> Instruction a
Copy these lines of the records exactly, starting at the line that contains "If you could tag each instance of the five-petaled" and ending at the last line of the records.

> Selected excerpt
====

/ 14 October 2003

‘I gave away son so he could escape squalor’

At the end of a potholed dirt track in an impoverished Albanian port town stands a concrete hut with a small TV antenna fixed to the roof. Outside a scrawny cow picks for grass between shreds of old plastic bags. Inside, Fatmira Bonjaku, seven months pregnant, explains why she gave away her three-year-old son to a childless Italian couple.

Four years ago, Fatmira’s husband, Kujtim, brought Angello Borelli, an Italian pensioner, to this house. He wanted to adopt a child, he said, and chose Fatmira’s son, Oracio.

Fatmira (37) has not seen the boy since.

”He [Borelli] picked the smallest and the cutest child,” said Fatmira. ”I hoped if it went well he might take my youngest daughter, too.”

Borelli returned some time later, Fatmira says, with a colour television which has occupied her five remaining children ever since. Venezuelan soap operas are the family favourite.

Fatmira says she could not bear for her son to grow up in squalor and Borelli was offering him a chance for a better life.

”Of course I miss my child,” she said, sitting inside the bare, peeling walls of her living room. ”But we live like animals. I’m glad they took him. He has a chance to have better conditions in Italy. This is not a house. It’s a pigsty.

”It’s a place for cattle, not kids. We don’t have blankets. The window is broken. We don’t know if we are going to eat each day.

”At first we had a deal — I would go and visit [Oracio] once a year. But they could not get the documents.”

The Italian couple, she says, gave her a mobile phone so she could talk to him, but the conversations have now stopped.

Oracio, who was renamed Tomaso by his adoptive parents, has forgotten how to speak Albanian. ”He is Italian now,” Fatmira says.

Fatmira’s experience is not unusual. There are many parents living in extreme poverty in Albania. And there are many couples in Italy, and across the rest of Europe, who are looking to ”adopt” from them, often going through criminal gangs.

Aid agencies estimate between 5 000 and 15 000 Albanian children have been trafficked abroad since the trade took off in the early 1990s. Thousands are also reported missing in neighbouring Balkan countries and in former Soviet states.

Fatmira’s case was highlighted when police in Italy arrested 69-year-old Borelli, his 57-year-old wife, Iole Rodio, and members of a gang who helped to smuggle Oracio into the country.

The Borellis, who come from Calabria in southern Italy, have been accused of paying the Albanian traffickers â,¬5 000. They have denied all charges.

”The father gave me the little one as a gift because I promised to get the mother a work contract in Italy,” Borelli told Italian television. ”Can’t you do that? OK. Maybe I made a mistake.”

Borelli insists he took the child as an act of generosity and sent several gifts to help the family in Albania.

The couple will remain under house arrest in their home town of Sersale, pending further investigation.

The boy, who is now seven, has been taken from them and is in the care of a religious order there.

The gang at the centre of the inquiry is thought to have specialised in child trafficking, smuggling about 70 children into Italy, using couples posing as their parents.

Gang

A gang member is thought to have pocketed the â,¬5 000 bank transfer sent as payment for the boy.

Fatmira’s husband is also in prison with several other suspected middlemen. And Fatmira’s role in the investigation is under scrutiny.

====

(Location identification entries)
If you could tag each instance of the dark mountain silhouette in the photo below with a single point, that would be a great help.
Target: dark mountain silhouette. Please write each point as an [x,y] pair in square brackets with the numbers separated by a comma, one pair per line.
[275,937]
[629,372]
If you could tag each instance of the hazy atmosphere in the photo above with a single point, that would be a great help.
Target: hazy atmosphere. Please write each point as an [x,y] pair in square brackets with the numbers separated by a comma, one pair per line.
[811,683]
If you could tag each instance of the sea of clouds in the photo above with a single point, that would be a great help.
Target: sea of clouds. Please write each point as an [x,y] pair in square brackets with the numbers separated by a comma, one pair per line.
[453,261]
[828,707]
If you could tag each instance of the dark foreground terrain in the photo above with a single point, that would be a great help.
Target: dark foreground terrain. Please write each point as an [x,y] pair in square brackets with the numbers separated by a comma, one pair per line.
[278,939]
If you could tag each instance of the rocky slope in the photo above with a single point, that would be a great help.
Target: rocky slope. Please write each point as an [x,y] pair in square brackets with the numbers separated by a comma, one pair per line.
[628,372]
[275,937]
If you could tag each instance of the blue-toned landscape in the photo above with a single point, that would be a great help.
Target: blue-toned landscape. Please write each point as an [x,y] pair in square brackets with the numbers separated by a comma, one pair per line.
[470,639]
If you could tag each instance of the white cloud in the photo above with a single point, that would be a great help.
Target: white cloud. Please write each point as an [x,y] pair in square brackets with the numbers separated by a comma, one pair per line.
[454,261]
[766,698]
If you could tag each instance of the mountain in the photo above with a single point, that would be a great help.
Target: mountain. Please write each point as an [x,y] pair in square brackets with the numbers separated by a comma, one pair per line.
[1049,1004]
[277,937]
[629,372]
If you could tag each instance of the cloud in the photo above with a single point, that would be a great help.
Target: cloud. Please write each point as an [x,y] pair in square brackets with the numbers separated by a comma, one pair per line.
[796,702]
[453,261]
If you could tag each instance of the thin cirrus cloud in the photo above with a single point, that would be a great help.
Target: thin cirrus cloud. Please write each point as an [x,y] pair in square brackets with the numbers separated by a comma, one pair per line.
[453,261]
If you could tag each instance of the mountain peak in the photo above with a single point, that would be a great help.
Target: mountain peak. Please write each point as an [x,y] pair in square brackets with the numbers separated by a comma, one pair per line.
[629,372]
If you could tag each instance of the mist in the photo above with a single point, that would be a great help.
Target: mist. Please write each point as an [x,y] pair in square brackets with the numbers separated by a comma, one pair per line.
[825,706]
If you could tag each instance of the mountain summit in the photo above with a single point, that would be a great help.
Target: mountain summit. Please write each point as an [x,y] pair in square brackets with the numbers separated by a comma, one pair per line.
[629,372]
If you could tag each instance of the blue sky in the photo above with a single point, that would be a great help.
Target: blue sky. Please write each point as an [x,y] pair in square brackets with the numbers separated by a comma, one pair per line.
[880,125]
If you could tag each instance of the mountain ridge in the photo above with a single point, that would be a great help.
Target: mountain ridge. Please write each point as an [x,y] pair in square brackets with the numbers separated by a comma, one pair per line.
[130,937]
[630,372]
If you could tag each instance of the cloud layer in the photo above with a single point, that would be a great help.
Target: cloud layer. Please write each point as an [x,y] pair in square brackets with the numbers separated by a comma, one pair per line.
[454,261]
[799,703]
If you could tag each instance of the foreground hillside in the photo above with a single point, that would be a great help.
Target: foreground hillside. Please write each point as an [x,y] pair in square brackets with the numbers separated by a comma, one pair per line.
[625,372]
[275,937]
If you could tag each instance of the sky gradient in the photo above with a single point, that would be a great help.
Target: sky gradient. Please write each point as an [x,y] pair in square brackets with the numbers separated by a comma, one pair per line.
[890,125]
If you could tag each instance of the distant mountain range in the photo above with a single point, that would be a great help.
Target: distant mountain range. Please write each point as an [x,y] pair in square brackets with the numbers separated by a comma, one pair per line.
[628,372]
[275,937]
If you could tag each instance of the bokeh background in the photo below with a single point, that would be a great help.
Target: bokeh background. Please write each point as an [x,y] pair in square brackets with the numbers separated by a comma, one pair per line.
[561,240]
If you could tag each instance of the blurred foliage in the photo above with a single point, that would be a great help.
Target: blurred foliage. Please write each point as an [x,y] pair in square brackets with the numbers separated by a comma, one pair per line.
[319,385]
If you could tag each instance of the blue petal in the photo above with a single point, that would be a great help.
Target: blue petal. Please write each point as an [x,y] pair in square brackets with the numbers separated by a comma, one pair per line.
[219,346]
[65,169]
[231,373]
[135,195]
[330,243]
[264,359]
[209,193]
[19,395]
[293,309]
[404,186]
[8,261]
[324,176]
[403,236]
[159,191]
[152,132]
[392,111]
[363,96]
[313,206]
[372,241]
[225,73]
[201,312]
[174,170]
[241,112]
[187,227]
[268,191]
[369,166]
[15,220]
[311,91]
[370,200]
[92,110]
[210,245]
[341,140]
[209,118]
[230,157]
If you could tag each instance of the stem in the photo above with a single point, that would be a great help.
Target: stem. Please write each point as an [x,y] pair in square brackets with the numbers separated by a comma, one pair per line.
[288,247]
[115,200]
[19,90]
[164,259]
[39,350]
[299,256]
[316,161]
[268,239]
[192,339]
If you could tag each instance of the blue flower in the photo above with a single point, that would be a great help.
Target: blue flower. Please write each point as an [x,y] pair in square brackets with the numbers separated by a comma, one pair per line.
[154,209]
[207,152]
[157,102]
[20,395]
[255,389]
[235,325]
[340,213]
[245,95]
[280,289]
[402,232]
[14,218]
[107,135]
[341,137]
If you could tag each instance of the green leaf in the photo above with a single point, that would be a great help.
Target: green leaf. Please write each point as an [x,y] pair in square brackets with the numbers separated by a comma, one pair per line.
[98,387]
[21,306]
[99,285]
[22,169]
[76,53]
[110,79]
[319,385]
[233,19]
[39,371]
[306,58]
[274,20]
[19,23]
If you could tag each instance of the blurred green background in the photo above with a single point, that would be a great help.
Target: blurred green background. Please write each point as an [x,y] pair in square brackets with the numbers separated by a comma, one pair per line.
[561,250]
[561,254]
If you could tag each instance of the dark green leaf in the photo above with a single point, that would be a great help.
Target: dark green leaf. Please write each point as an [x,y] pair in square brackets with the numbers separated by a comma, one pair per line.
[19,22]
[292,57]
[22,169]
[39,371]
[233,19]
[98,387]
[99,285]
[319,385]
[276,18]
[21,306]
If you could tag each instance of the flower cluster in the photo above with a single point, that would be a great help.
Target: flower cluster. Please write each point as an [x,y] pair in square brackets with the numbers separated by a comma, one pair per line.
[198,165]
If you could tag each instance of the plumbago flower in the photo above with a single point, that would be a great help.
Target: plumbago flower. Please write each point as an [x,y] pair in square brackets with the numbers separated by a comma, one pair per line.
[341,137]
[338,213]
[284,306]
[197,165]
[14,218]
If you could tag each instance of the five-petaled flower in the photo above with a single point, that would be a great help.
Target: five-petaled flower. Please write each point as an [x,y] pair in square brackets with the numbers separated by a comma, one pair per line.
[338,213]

====

> Instruction b
Repeat the part of the article on child trafficking from Albania exactly, starting at "Aid agencies estimate" and ending at "denied all charges.".

> Response a
If you could tag each instance of the five-petaled flower in the photo above with a single point, that would be a great help.
Target: five-petaled flower. Please write each point as an [x,y] pair in square brackets with the numbers separated by a comma, one pair per line.
[338,213]

> Response b
Aid agencies estimate between 5 000 and 15 000 Albanian children have been trafficked abroad since the trade took off in the early 1990s. Thousands are also reported missing in neighbouring Balkan countries and in former Soviet states.

Fatmira’s case was highlighted when police in Italy arrested 69-year-old Borelli, his 57-year-old wife, Iole Rodio, and members of a gang who helped to smuggle Oracio into the country.

The Borellis, who come from Calabria in southern Italy, have been accused of paying the Albanian traffickers â,¬5 000. They have denied all charges.